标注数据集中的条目
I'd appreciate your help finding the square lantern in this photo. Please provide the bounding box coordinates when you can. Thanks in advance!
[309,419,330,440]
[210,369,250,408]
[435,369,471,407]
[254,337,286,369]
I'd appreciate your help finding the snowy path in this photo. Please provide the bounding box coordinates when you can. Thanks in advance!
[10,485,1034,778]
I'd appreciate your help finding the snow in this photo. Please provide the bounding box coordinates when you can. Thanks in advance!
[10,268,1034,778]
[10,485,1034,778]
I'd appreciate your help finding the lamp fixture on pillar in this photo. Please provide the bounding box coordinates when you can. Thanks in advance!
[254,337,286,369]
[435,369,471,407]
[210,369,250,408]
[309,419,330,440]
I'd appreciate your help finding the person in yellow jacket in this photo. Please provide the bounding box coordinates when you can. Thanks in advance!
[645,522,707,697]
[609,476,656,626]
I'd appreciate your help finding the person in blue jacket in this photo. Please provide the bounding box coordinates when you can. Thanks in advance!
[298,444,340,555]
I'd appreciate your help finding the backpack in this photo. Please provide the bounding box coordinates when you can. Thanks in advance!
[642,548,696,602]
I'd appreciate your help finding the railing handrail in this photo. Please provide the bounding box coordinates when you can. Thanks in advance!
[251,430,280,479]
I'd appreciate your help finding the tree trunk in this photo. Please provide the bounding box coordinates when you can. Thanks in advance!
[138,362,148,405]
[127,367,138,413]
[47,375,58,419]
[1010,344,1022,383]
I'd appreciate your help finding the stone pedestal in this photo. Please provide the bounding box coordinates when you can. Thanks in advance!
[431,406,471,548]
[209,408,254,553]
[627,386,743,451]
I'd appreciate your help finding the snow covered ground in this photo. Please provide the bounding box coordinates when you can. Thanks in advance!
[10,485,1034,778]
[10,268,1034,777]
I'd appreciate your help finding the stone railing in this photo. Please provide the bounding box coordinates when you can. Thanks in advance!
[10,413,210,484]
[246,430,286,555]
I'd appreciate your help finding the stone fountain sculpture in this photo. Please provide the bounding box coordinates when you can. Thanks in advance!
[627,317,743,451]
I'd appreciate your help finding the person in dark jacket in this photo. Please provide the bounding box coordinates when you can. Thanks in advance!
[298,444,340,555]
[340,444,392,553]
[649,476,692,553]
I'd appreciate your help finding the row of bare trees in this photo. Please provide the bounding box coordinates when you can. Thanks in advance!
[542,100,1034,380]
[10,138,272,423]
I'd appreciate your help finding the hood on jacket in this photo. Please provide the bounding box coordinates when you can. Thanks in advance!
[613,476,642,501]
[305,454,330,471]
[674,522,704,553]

任务要求
请把材料中从含有“I'd appreciate your help finding the stone pedestal”的那一行开始、到含有“[10,268,1034,777]”的那一行结束的部分（首尾两行都算在内）逐行重新写出，只写这部分。其余文字照录，仅将答案里的边界框坐标数值乘以1.5，并四舍五入为整数（逢.5进一）。

任务解答
I'd appreciate your help finding the stone pedestal in this photo. Please provide the bounding box coordinates when you can. Thanks in advance!
[647,609,707,822]
[314,612,381,830]
[941,579,1115,677]
I'd appreciate your help finding the snow covered ground in this photo. Please provide the bounding box coordinates when you can. Thanks in advance!
[15,728,1551,1167]
[15,402,1551,1166]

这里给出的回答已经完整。